Can you restate the records from the line containing "Please put a point on the long" through the end of the records, swapping each "deepest" for "most central" and leaving everything else untouched?

— BEGIN Exercise inputs —

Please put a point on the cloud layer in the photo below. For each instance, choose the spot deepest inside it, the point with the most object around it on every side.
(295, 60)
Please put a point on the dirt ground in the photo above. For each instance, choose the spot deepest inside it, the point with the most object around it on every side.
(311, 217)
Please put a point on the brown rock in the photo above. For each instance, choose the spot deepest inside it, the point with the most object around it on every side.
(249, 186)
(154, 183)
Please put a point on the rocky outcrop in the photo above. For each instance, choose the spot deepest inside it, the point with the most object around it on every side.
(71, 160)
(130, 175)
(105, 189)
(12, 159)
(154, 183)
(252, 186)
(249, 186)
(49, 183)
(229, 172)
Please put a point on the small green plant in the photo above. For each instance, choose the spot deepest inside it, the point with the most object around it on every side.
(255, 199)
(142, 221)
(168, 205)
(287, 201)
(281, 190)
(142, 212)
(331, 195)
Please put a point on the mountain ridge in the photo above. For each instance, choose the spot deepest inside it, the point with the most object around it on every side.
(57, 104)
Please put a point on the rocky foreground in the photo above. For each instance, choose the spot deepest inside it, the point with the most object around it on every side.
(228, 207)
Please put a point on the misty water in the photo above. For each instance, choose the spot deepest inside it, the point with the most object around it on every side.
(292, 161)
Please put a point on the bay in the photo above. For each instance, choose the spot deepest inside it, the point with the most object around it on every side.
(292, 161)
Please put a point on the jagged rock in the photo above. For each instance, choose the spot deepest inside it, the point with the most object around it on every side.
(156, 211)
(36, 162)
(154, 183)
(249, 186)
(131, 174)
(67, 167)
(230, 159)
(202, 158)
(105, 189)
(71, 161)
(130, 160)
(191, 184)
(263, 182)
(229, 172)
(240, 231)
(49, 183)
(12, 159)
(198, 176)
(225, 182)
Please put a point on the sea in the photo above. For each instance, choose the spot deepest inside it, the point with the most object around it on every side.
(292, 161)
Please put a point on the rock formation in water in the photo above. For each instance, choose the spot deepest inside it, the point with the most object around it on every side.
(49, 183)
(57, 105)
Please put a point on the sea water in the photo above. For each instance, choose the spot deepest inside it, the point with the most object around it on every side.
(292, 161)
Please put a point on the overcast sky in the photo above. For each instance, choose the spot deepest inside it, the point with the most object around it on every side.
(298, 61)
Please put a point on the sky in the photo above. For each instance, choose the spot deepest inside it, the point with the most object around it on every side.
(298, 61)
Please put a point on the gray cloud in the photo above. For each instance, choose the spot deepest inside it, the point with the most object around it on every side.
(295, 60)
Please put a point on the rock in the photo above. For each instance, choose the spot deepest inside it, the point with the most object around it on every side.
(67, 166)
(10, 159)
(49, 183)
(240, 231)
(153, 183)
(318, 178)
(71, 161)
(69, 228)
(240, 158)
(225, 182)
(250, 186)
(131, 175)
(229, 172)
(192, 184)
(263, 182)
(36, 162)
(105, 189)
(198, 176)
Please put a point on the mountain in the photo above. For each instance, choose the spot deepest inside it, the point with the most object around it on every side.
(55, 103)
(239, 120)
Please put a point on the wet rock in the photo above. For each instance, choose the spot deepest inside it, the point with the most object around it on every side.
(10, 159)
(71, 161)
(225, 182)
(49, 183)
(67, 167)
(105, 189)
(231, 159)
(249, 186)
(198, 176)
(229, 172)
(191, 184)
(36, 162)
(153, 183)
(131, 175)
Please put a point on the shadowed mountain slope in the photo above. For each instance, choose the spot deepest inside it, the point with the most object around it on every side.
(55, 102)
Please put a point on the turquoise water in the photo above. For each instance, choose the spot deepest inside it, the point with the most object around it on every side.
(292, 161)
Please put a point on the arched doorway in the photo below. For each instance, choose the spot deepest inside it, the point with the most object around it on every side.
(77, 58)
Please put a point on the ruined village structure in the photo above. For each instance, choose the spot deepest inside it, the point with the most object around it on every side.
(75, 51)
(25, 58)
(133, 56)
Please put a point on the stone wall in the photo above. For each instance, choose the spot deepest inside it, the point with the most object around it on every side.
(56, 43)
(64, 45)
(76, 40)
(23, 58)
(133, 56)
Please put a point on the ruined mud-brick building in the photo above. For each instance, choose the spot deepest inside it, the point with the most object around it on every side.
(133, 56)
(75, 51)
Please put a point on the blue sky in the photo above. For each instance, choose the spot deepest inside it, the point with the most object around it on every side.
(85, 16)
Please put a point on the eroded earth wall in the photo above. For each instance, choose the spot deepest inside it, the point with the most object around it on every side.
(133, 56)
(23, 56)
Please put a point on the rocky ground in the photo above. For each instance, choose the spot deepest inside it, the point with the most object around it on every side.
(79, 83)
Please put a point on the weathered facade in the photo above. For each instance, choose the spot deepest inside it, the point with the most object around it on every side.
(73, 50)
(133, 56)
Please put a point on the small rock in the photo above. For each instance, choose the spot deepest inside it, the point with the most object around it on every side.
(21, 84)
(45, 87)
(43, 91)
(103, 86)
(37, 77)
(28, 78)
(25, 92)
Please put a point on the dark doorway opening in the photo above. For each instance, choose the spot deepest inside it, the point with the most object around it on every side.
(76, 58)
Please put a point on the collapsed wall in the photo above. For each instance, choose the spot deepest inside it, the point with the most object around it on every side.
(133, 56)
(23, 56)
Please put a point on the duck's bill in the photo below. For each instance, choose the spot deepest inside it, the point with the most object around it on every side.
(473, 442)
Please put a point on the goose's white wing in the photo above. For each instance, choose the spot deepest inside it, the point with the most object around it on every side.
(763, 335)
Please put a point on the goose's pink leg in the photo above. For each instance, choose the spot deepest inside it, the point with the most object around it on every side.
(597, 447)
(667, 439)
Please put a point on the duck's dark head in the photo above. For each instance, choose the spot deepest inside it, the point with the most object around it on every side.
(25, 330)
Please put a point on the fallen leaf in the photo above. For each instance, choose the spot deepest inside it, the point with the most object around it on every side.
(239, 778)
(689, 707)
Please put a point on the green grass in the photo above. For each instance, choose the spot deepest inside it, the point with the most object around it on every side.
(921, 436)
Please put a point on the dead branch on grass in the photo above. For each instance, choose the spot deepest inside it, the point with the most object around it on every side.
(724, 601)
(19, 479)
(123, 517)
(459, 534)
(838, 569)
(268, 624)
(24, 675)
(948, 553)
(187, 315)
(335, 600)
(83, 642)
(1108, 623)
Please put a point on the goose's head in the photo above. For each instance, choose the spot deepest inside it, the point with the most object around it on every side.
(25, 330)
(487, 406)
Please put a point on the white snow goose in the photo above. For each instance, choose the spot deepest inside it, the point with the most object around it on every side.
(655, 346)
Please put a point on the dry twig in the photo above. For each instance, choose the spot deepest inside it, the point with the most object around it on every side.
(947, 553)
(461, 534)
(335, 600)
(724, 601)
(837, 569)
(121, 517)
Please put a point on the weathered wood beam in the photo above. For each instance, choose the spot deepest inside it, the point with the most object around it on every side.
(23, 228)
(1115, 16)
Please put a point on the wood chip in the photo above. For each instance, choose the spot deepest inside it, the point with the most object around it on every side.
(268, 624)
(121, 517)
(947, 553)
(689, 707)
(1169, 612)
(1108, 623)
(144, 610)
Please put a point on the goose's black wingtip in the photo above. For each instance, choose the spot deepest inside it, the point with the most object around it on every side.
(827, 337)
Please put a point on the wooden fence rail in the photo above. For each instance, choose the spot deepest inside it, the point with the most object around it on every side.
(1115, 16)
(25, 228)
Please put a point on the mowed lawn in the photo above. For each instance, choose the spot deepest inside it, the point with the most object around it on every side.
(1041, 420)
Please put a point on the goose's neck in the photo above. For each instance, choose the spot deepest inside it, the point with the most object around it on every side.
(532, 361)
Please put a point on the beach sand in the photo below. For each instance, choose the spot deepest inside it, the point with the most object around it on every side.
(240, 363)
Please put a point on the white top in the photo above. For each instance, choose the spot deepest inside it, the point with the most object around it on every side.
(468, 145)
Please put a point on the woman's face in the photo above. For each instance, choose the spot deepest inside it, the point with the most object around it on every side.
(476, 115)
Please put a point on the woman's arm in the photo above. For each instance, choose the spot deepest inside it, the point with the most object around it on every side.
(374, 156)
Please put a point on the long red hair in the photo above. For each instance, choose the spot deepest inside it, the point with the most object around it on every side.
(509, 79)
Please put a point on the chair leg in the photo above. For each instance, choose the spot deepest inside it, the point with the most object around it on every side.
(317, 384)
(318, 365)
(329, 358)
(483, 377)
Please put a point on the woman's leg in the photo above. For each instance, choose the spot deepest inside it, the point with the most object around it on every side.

— END Exercise inputs —

(Correct result):
Please put a point on the long red hair in the photo above. For each instance, choose the spot most central inside it, the point with the most object around it on every side.
(509, 79)
Please put a point on the chair leg in the photo above. For each instance, choose the spot most central inside it, the point with the most object around it on every side.
(317, 384)
(318, 365)
(329, 358)
(483, 377)
Please put a point on the woman's leg in the photo above. For each instance, choose the spot most central inside it, the point with the most object around it on every side.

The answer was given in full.